▸ **YOUR OBJECTIVE**: This exercise calls for an exact copy of the listing, with no pictures kept.

▸ **DATA FOR THIS TASK**:
***
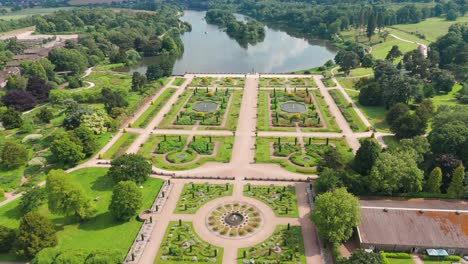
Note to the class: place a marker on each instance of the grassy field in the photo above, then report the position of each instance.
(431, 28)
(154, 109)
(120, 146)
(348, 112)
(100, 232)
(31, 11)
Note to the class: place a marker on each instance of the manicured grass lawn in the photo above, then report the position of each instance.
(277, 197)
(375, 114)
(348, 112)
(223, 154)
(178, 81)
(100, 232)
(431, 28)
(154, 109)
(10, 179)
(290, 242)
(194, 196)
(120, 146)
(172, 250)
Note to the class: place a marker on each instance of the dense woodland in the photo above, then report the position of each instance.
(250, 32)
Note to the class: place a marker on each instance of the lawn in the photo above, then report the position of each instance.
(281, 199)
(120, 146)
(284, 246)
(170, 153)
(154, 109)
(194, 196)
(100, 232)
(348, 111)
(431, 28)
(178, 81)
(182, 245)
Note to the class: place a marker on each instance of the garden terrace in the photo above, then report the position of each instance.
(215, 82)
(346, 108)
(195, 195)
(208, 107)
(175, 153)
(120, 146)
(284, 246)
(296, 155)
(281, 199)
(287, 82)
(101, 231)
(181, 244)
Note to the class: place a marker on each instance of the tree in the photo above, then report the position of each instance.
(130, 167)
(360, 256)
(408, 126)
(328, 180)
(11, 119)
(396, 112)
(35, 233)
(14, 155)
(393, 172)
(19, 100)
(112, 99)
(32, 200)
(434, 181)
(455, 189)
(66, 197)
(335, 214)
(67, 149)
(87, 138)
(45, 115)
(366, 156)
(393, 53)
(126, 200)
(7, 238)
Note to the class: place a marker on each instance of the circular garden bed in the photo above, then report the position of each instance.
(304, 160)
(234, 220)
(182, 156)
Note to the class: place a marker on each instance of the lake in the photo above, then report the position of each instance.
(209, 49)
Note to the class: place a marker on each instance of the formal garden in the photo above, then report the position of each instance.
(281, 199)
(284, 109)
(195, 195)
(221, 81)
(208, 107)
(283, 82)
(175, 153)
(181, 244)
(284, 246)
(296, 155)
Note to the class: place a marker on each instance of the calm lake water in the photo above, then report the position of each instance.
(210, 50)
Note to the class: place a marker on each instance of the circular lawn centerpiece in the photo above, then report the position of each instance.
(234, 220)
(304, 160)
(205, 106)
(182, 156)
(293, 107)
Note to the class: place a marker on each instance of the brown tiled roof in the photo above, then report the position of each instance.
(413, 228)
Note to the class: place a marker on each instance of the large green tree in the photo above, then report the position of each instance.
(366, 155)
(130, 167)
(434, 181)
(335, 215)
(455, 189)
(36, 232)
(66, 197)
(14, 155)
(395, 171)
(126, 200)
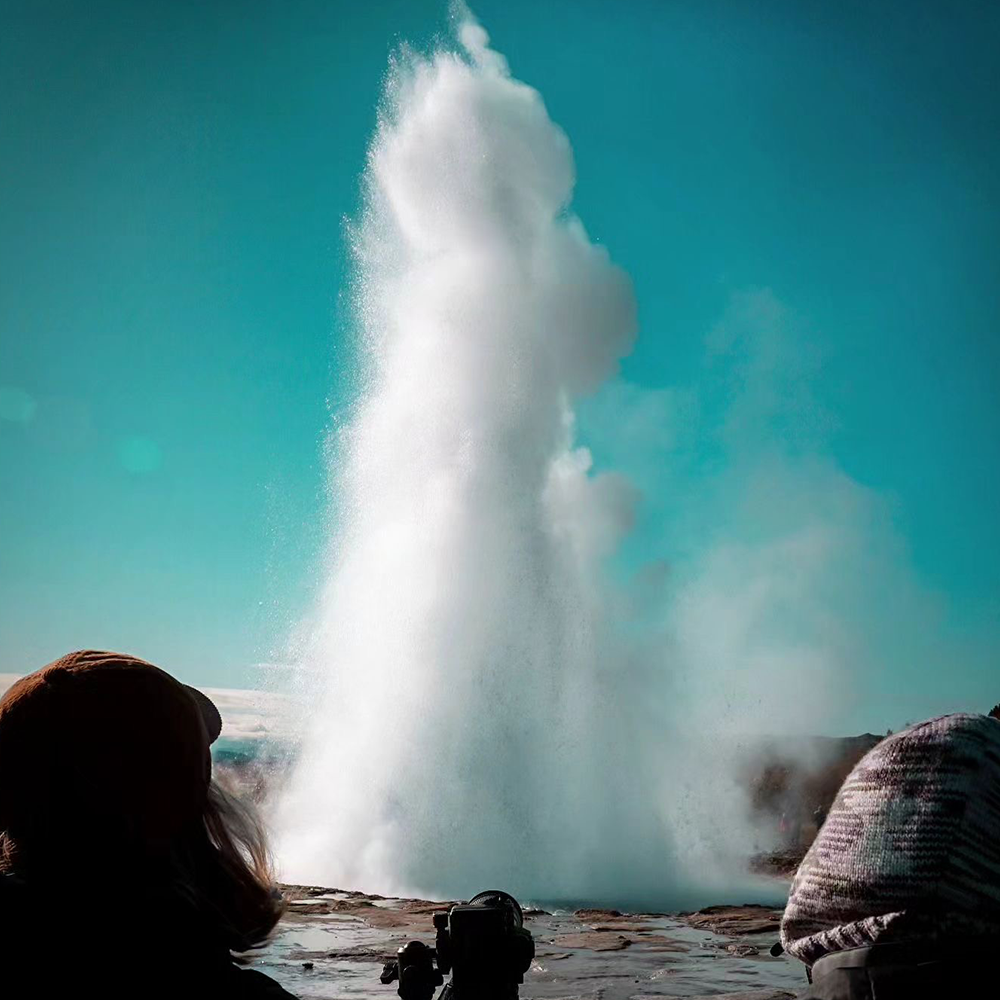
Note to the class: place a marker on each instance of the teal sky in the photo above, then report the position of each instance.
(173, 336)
***
▸ **EXERCISE RESULT**:
Note to the class: place a marker on each instance of the grassy field in the photo above, then report the position of each instance.
(431, 28)
(154, 109)
(120, 146)
(348, 112)
(100, 232)
(31, 11)
Note to the class: place a marker on each instance of the manicured grass lawn in the photo above, then report the position of each instance.
(277, 197)
(375, 114)
(348, 112)
(223, 154)
(178, 81)
(100, 232)
(431, 28)
(154, 109)
(10, 179)
(290, 242)
(194, 196)
(120, 146)
(172, 250)
Note to the class: place a marker on each instance of the dense woodland in the photo above, then report the position of each instance.
(250, 32)
Note to the class: place a marker on each instance of the lawn in the photo above, then report the position of each instance.
(281, 199)
(120, 146)
(284, 246)
(170, 153)
(154, 109)
(194, 196)
(100, 232)
(348, 111)
(431, 28)
(178, 81)
(182, 245)
Note to the class: place a marker on each instance of the garden terrace in the photo above, then report the position of each instance.
(215, 82)
(346, 108)
(195, 195)
(208, 107)
(175, 153)
(120, 146)
(284, 246)
(296, 155)
(281, 199)
(287, 82)
(101, 231)
(181, 244)
Note to the class: place a marker on each instance of the tree in the photo above, then report the position of each instance.
(130, 167)
(360, 256)
(408, 126)
(328, 180)
(11, 119)
(396, 112)
(35, 233)
(14, 155)
(393, 172)
(19, 100)
(112, 99)
(32, 200)
(434, 181)
(455, 189)
(66, 197)
(335, 214)
(67, 149)
(87, 138)
(45, 115)
(366, 156)
(393, 53)
(126, 200)
(7, 238)
Note to the class: place a marker on each instance of the circular garden bed in the photo above, then report the position of each instance.
(304, 160)
(234, 220)
(182, 156)
Note to the class: place a marker on each instance of the lake in the photo above, then report the position of each instance.
(209, 49)
Note to the class: place a marker on each instance of the formal garden in the photo above, then report the position of each instance.
(281, 199)
(284, 109)
(195, 195)
(221, 81)
(208, 107)
(283, 82)
(175, 153)
(181, 244)
(284, 246)
(296, 155)
Note to the class: place a marker on each instance of the calm lake water in the photo above, then report the position of each instance.
(210, 50)
Note to the class: place a marker on each instance of the circular lawn centerpiece in the photo above, then report the position of each instance.
(234, 220)
(304, 160)
(205, 106)
(182, 156)
(293, 107)
Note to the class: place a marker on each instance of the brown tiled roof in the photo above, then report the position of each instance.
(413, 228)
Note to the class: place a marker on each instance of the large green tree in the photo above, then report the position of each instance.
(366, 155)
(130, 167)
(434, 181)
(335, 215)
(455, 189)
(36, 232)
(66, 197)
(14, 155)
(395, 171)
(126, 200)
Note to the class: place a marker on each instance of the teal sky in the photo above, then report the position of each instance.
(173, 336)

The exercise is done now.